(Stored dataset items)
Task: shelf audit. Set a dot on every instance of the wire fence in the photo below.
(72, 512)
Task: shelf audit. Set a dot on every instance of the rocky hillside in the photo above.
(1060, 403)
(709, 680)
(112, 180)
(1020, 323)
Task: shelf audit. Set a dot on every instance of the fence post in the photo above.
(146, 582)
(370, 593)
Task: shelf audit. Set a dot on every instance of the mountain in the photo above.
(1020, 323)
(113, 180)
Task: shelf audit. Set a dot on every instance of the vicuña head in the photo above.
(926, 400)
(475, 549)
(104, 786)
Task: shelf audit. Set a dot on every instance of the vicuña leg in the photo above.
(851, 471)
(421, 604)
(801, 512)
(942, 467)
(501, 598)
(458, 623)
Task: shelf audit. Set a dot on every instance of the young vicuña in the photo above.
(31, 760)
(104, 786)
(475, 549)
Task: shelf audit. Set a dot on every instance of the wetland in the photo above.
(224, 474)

* Task:
Please reproduce every one of the entries above, word for word and in the same order.

* Solution for this problem:
Task: shelf audit. Set a dot on every instance of the wire fence in the photo below.
(72, 512)
Task: shelf audit. Set a dot on every instance of the rocky hillside in the photo above.
(1060, 403)
(709, 680)
(112, 180)
(1020, 323)
Task: shelf audit. Set a dot on every instance of the fence post in the photo above.
(146, 582)
(370, 593)
Task: shelf audit. Set a dot on every instance of the mountain in the photo above.
(1020, 323)
(113, 180)
Task: shelf audit. Set a dot on every instance of the vicuña head in the photo above.
(926, 400)
(475, 549)
(104, 786)
Task: shelf audit. Set a dot on every instance of the vicuña leg in the photo above.
(851, 471)
(421, 604)
(801, 512)
(942, 467)
(501, 598)
(458, 623)
Task: shelf audit. Set a dot on every instance of the young vicuña in the photo above.
(31, 760)
(104, 786)
(475, 549)
Task: shelf audit. Set a dot on every instance of the wetland in the photo above.
(224, 474)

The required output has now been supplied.